_Text_:
━━━━━━━━━━━━━━━━━━━━

# Took the pooch to nudgee beach....



## deebo (Nov 21, 2009)

decided to take our new(ish) pooch to nudgee beach this morning for a run around. She had a ball but it took her a few times to figure out that salt water isnt for drinking. Most of the pics are action shots as she is still pretty crazy and likes to run a lot. She is a ridgeback x something!?! She is about 16 weeks old now and growing heaps - finally starting to lose the puppy teeth which is great!

The last pic is a nice one of her from a weekend at our property a couple of weeks ago. One of the few moments she wasn't trying to get the horses to play with her!

I just thought some of the pics from this morning were funny so thought I would throw them up....

Feel free to post pics of your own dog in action if you want.

Cheers,
Dave


----------



## ChrisZhang (Nov 21, 2009)

My pug posing, not sure if its an action shot but still...


----------



## deebo (Nov 21, 2009)

whoa, crazy eyes! haha!


----------



## ChrisZhang (Nov 21, 2009)

David Evans said:


> whoa, crazy eyes! haha!


Yeh, I dont know if all Pugs are like that, but mine is definitely like that lol. so ugly but so cute at the same time.


----------



## Troyster (Nov 22, 2009)

nudgee beach is a nice playground for dogs,my sister takes her dog there aswell


----------



## Gecko75 (Nov 22, 2009)

I wouldn't mind a dog, though I have a few whinges regarding beaches and dogs, I think they should crack down on what beaches they allow dogs on, and think anyone who walks there dog on the beach should be picking up the dogs crap, often at a beach near us, people walk there dogs and there dogs crap and they just leave it, p i s s e s me off, should make them step in it! also another whinge is people letting dogs on beaches without leads when they are not allowed to walk them without leads, we have a beach that has little terns nesting and still people do not listen to the signs and let the dogs run free. suppose there is always going to be irresponsible people in the world, just wish I few more of them would start listening to signs and not wrecking the beach for people who want to enjoy it for other things other then walking dogs, I don't wanna go and have a wet dog run up and lick me, or step in dog crap, or watch as they run through and scare away the little terns. thats my little rant, nice dogs, I like pomeranians the best for an indoor dog, sounds pretty gay I know, but hey, they are cute as and I think they would be great, if I want a dog for outdoors which I do, I will get a "real dog" lol anyone who owns a pom please post pics. thanks.

━━━━━━━━━━━━━━━━━━━━

_To do_:
1. Reproduce the forum thread starting at "# Took the pooch" and ending at "throw them up....", but swap "pooch" for "dog".
2. Summarize the forum thread in two sentences.
The material that follows has no connection to the forum thread.

Records excerpted from a collection
━━━━━━━━━━━━━━━━━━━━

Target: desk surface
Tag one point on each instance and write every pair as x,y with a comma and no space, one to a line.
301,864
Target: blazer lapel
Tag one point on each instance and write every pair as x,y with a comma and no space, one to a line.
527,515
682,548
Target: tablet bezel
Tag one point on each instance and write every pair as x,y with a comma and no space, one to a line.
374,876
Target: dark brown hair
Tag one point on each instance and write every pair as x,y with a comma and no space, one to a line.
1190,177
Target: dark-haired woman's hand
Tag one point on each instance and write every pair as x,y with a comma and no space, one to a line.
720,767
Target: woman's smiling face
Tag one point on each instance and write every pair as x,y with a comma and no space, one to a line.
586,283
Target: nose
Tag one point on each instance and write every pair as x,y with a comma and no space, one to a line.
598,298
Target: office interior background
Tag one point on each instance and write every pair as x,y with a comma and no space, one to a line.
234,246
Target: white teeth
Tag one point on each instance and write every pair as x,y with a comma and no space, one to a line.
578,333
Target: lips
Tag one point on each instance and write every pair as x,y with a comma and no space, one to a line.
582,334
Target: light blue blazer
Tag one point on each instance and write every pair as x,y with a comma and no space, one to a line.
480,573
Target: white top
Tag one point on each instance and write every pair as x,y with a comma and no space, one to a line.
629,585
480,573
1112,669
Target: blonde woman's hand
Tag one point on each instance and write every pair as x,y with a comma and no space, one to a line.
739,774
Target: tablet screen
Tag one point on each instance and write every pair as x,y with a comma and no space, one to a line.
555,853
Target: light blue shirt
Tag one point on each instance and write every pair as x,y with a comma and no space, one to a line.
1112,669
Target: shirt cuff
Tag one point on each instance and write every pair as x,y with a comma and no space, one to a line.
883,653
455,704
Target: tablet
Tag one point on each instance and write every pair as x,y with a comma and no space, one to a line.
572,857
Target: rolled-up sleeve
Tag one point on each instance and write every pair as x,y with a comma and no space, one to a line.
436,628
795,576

━━━━━━━━━━━━━━━━━━━━

_The responses_:
1.
# Took the dog to nudgee beach....



## deebo (Nov 21, 2009)

decided to take our new(ish) dog to nudgee beach this morning for a run around. She had a ball but it took her a few times to figure out that salt water isnt for drinking. Most of the pics are action shots as she is still pretty crazy and likes to run a lot. She is a ridgeback x something!?! She is about 16 weeks old now and growing heaps - finally starting to lose the puppy teeth which is great!

The last pic is a nice one of her from a weekend at our property a couple of weeks ago. One of the few moments she wasn't trying to get the horses to play with her!

I just thought some of the pics from this morning were funny so thought I would throw them up....

2. A poster took a roughly 16-week-old ridgeback cross to Nudgee Beach for a run, shared pictures of her, and invited others to post pictures of their own dogs in action. Replies included a photo of a pug, a remark that Nudgee Beach is a nice playground for dogs, and a complaint about owners who leave dog waste on beaches and let dogs off leads despite signs.